» Task requirements
Reproduce the material word for word, from its first line through the line that contains "Query: wave", with both of those lines included. Give only those lines.

---+---

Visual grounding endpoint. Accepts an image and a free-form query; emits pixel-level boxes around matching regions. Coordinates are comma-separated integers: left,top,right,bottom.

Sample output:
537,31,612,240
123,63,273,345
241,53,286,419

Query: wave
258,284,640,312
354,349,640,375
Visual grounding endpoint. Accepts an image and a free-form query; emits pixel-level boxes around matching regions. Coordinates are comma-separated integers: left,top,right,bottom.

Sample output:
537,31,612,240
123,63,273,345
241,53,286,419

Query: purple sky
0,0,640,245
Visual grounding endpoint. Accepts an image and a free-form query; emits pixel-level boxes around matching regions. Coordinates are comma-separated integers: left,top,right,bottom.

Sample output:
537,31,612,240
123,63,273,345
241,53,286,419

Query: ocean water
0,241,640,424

---+---

» Answer to the task
Visual grounding endpoint. Accepts an image and a free-form query; emits pixel-level boxes around matching regions. Coordinates are comma-separated integers: left,top,right,bottom.

Sample output:
537,31,612,240
123,63,273,345
241,53,286,419

Query: wave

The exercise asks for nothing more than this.